■ Prompt ■
Reproduce all entries precisely as they are written.

(Data records)

Start

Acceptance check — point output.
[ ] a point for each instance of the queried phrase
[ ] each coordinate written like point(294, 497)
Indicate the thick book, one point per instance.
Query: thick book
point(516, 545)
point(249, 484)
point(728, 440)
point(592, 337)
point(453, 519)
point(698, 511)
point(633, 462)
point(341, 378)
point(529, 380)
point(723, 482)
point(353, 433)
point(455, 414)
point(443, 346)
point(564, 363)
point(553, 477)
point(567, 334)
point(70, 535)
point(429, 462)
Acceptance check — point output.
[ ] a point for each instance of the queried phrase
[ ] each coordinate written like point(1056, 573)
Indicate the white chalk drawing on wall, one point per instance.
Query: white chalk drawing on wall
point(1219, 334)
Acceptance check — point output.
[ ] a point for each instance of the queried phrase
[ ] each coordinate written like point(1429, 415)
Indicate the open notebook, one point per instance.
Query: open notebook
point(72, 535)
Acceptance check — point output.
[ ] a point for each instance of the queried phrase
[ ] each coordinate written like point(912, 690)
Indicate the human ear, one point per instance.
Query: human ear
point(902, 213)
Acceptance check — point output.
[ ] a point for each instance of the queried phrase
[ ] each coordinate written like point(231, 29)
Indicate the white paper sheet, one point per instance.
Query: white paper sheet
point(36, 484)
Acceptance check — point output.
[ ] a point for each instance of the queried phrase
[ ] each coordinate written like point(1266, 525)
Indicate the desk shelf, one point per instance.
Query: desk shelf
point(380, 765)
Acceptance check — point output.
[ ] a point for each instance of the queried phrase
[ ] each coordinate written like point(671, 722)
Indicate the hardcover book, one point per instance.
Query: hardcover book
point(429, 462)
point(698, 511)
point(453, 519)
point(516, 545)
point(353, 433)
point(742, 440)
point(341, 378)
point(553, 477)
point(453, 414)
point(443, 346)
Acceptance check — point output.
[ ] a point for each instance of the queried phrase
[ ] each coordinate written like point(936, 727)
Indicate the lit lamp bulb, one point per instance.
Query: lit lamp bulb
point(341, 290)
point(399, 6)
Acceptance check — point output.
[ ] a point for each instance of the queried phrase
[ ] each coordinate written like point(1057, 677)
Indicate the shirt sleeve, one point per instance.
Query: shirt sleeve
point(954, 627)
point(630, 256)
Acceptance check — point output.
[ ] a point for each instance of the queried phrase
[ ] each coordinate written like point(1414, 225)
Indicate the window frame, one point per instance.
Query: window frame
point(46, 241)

End

■ Solution ■
Acceptance check — point output.
[ ] a point for each instance of the queried phrase
[ ] each coordinate written like point(294, 497)
Indicate the thick book, one point per instance.
Query: thick book
point(516, 545)
point(249, 484)
point(728, 440)
point(592, 337)
point(453, 519)
point(698, 511)
point(633, 462)
point(341, 378)
point(529, 380)
point(723, 482)
point(353, 433)
point(455, 414)
point(443, 346)
point(564, 363)
point(553, 477)
point(567, 334)
point(70, 535)
point(429, 462)
Acceptance check — point output.
[ ] a point for each instance of the queried phrase
[ ] each coordinate written like point(1056, 573)
Indicate the white chalk drawing on wall, one point per instance.
Query: white chalk drawing on wall
point(1219, 334)
Acceptance check — point output.
[ ] a point for each instance of the queried phrase
[ ] each coordinate written like point(1429, 415)
Indicate the open notebook, one point per instance.
Query: open notebook
point(72, 535)
Acceptance check — point output.
[ ] a point for each instance of the queried phrase
[ ] each coordinate written like point(912, 690)
Indicate the human ear, one point per instance.
Query: human ear
point(902, 213)
Acceptance check — point output.
[ ] a point for each instance of the queried phrase
[ ] each coordinate written like point(231, 29)
Indicate the white paper sheet, one point per instance.
Query: white paper sheet
point(36, 484)
Acceptance check — point output.
[ ] a point for each instance of the queried phrase
[ ] each coordinate written like point(1266, 525)
Indicate the desk shelf, one point per instance.
Query: desk shelf
point(380, 765)
Acceptance check — point output.
[ ] a point for each instance of the queried phrase
[ ] each coordinate written like point(671, 722)
Indicate the hardcover book, one point per instance.
Query: hardcover book
point(429, 462)
point(698, 511)
point(453, 519)
point(516, 545)
point(353, 433)
point(742, 440)
point(341, 378)
point(553, 477)
point(453, 414)
point(443, 346)
Acceptance check — point output.
[ ] a point for each instance of the queried phrase
[ ] each coordinate written like point(936, 727)
Indicate the lit lamp bulb, one point per instance.
Query: lit lamp bulb
point(341, 290)
point(399, 6)
Acceptance check — point output.
[ ] a point for each instance of the queried phrase
[ ] each coordinate written like point(1057, 677)
Indicate the shirt sleeve, one point per instance.
Query: shirt sleeve
point(954, 627)
point(630, 256)
Acceptance check — point output.
[ ] a point for each instance of the queried phrase
[ ] each coordinate written like point(1414, 225)
Indicate the window frame, one point per instance.
Query: window frame
point(46, 241)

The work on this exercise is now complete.